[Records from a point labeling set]
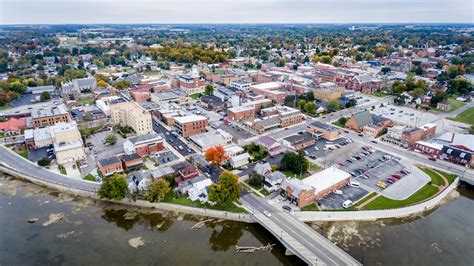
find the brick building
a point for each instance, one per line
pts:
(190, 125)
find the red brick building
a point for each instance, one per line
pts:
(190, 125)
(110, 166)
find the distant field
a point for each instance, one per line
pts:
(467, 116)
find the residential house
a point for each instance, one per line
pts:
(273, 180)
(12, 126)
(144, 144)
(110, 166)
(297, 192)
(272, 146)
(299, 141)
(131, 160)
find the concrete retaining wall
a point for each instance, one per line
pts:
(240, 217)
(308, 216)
--
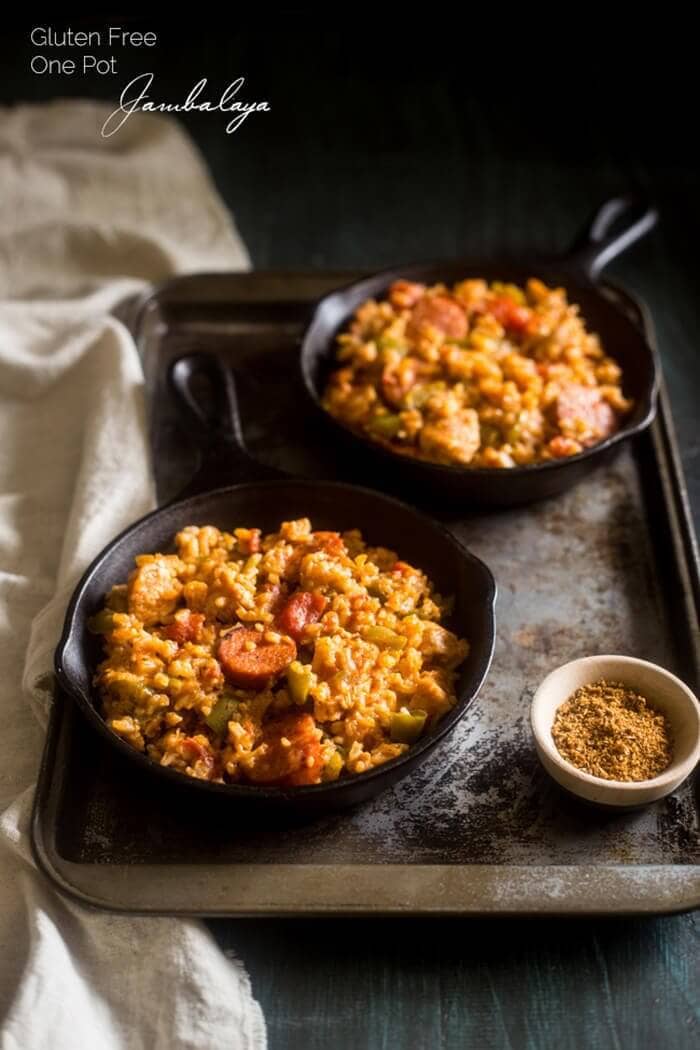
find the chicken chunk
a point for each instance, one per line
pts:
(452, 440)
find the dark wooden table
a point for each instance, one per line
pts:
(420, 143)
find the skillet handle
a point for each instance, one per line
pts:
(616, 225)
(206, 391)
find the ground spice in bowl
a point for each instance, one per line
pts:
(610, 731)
--
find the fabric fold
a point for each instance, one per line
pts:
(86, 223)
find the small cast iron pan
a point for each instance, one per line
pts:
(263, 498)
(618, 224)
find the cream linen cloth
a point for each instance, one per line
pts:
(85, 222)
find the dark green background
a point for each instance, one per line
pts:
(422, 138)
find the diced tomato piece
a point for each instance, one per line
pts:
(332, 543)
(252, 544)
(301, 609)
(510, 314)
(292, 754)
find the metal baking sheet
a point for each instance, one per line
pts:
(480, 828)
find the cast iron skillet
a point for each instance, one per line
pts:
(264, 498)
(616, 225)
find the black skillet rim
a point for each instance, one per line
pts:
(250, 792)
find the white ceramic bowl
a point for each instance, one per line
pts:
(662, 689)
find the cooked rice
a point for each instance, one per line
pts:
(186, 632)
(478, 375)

**Task goal**
Report how many lines in the items above contain the string "brick", treating uppercase and lowercase as different. Give only the number.

**The answer**
2